## Action item
Please restate the listing that follows without changing anything.

-=-=-

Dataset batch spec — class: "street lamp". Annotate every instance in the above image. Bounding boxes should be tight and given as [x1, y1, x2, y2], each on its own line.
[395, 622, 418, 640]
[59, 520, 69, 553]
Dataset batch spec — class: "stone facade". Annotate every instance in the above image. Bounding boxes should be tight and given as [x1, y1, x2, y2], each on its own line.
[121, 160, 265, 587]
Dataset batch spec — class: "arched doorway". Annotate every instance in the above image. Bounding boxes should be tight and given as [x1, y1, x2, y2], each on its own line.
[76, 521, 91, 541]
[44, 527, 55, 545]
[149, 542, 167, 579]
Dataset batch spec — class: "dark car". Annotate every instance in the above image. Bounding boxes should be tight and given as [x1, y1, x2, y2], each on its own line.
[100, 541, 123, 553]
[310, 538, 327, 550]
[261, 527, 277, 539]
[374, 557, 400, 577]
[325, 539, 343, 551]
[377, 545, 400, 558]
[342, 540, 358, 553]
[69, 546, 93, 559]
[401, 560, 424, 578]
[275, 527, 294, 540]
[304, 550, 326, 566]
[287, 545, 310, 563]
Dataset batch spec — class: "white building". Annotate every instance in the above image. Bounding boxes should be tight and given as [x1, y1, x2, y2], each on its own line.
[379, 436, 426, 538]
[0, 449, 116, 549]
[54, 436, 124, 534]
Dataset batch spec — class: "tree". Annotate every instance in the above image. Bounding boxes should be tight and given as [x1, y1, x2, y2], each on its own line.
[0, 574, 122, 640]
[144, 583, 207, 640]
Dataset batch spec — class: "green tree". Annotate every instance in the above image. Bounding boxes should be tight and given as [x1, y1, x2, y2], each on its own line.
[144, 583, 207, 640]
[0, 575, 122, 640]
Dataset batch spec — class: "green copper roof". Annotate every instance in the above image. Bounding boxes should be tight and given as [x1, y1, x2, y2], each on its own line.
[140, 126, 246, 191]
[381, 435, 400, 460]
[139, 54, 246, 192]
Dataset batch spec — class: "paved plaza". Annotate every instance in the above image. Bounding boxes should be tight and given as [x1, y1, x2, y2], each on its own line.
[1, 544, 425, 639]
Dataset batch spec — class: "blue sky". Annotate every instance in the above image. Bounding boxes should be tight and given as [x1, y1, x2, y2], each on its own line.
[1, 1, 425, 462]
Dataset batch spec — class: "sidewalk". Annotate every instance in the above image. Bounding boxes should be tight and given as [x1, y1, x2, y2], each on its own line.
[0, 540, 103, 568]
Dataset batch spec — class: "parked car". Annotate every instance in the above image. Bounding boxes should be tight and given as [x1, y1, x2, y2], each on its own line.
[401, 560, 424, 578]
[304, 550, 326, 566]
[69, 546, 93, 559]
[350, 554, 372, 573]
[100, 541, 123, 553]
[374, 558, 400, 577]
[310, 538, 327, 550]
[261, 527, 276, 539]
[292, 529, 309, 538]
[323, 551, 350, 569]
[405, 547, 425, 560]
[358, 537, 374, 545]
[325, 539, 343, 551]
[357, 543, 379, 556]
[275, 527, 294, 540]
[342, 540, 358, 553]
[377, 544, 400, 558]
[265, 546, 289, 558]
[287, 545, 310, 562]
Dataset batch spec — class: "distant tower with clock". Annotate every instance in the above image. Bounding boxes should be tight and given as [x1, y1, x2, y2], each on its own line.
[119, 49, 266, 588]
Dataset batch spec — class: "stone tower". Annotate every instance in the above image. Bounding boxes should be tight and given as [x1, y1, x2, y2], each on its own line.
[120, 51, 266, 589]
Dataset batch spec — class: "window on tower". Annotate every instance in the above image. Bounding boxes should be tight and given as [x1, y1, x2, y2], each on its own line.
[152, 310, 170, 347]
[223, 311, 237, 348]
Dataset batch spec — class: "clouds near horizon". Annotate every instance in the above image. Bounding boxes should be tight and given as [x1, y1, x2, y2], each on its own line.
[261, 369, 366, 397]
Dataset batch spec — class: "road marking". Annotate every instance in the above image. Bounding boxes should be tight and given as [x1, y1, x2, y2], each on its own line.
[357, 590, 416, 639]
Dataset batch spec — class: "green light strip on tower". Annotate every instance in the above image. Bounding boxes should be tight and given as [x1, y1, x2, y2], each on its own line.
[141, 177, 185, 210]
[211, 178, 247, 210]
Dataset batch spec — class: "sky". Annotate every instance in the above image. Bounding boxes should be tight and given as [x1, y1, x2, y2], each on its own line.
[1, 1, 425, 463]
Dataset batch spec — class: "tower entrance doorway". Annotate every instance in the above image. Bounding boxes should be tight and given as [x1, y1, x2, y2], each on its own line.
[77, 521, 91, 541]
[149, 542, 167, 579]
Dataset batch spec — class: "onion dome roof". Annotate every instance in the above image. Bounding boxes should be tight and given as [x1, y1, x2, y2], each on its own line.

-=-=-

## Response below
Dataset batch spec — class: "street lamp". Annotate every instance in the above image. Bounding boxes should be tight and given as [x1, y1, x2, y2], each on its own line.
[395, 622, 418, 640]
[59, 520, 69, 553]
Dataset batch spec — class: "stone facade". Annotate every instance in the above image. Bounding boxes should be tight and given as [x1, y1, x2, y2], each on its own line.
[121, 160, 265, 587]
Dataset batch spec — class: "arched doorway". Annotate every instance in the above image. Bounding boxes should be tight and given as [x1, y1, x2, y2], each on its own line.
[76, 521, 91, 541]
[44, 527, 55, 545]
[149, 542, 167, 579]
Dataset batch spec — class: "dark car". Annotate every instance in the above image. Bounding boxes should be tight and given as [x1, y1, x2, y2], each on its own line.
[100, 541, 123, 553]
[310, 538, 327, 550]
[261, 527, 277, 539]
[374, 557, 400, 577]
[325, 539, 343, 551]
[377, 545, 400, 558]
[342, 540, 358, 553]
[69, 546, 93, 559]
[401, 560, 424, 578]
[275, 527, 294, 540]
[304, 550, 326, 566]
[287, 545, 310, 563]
Dataset batch spec — class: "white building". Annotate every instance in the above image. Bounding boxes should be tight and given as [x1, y1, x2, y2], each on its own line.
[379, 436, 426, 538]
[0, 449, 116, 549]
[54, 436, 124, 534]
Dataset batch spec — class: "tree". Annotate every instance in the above image. Bounding boxes should be tight and given as [x1, y1, x2, y2], each on its own line.
[0, 574, 122, 640]
[144, 583, 207, 640]
Dataset batch spec — class: "green tree". Annotate every instance in the above image. Bounding boxes should be tight and given as [x1, y1, x2, y2], each on its own line.
[144, 583, 207, 640]
[0, 575, 122, 640]
Dataset batch spec — class: "green copper roof". Annotate every instance in the above image. Bounding boxes should be tight and given as [x1, y1, x2, y2], each on its own line.
[140, 126, 246, 191]
[381, 435, 400, 460]
[139, 54, 246, 192]
Dataset batch spec — class: "paved plaza". Annotate every instance in the above image. Bounding boxes should be tight and given as [x1, y1, x2, y2], each on its own line.
[1, 544, 425, 639]
Dataset batch spec — class: "blue sky". Annotate every instance in the above image. Bounding boxes should be tight and given as [x1, y1, x2, y2], each on its own line.
[1, 1, 425, 462]
Dataset batch spec — class: "sidewalk". Annotate every instance in the above image. Bounding boxes should be tight and given as [x1, y1, x2, y2], each on its own line.
[0, 540, 103, 568]
Dataset batch spec — class: "parked car". Annotate every instance in the above image. Bounding boxes should be tight and given as [x1, y1, x2, y2], each on its own line.
[401, 560, 424, 578]
[304, 550, 326, 566]
[69, 546, 93, 559]
[350, 554, 372, 573]
[100, 541, 123, 553]
[374, 558, 400, 577]
[310, 538, 327, 550]
[261, 527, 276, 539]
[292, 529, 309, 538]
[323, 551, 350, 569]
[405, 547, 425, 560]
[358, 537, 374, 545]
[325, 539, 343, 551]
[357, 543, 379, 556]
[275, 527, 294, 540]
[342, 540, 358, 553]
[377, 544, 400, 558]
[265, 546, 289, 558]
[287, 545, 310, 562]
Dataset batch spec — class: "distant tower with clock". Annotate every instance in the above image. Bounding boxes should be tight and given as [x1, y1, x2, y2], each on its own line.
[119, 49, 266, 588]
Dataset batch spec — class: "stone tower". Annotate every instance in the above image. Bounding boxes should be tight and given as [x1, y1, x2, y2], each on its own line.
[120, 51, 266, 589]
Dataset batch spec — class: "window on tower". Annotate every instance in the above image. Bounding boxes should be tight and given as [x1, y1, x2, y2], each on its own line.
[152, 310, 170, 347]
[223, 311, 237, 348]
Dataset batch spec — class: "clouds near horizon". Annotate every instance in the above image. Bounding boxes should be tight and given as [x1, y1, x2, y2], each on its own line.
[261, 369, 366, 397]
Dataset batch spec — class: "road marking". Annotate every instance in the above image. Bounding boxes should be tight and given as [x1, y1, x2, y2], each on its own line.
[357, 590, 416, 639]
Dataset batch spec — class: "green light strip on tower". Annotate every instance in the above image. Bounding boxes should be tight and given as [x1, y1, x2, y2], each on its own line.
[141, 177, 185, 210]
[211, 178, 247, 210]
Dataset batch spec — class: "sky". Annotate every instance in the above image. Bounding boxes should be tight and given as [x1, y1, x2, y2], each on its own line.
[1, 1, 425, 463]
Dataset batch spec — class: "tower entrance doorway". Annotate every instance in the above image. Bounding boxes should be tight and given as [x1, y1, x2, y2], each on its own line.
[77, 521, 91, 541]
[149, 542, 167, 579]
Dataset batch spec — class: "onion dome roof". Annotate every instance in the above image. Bounding boxes should be tight and given as [x1, y1, x2, y2], each on its own line.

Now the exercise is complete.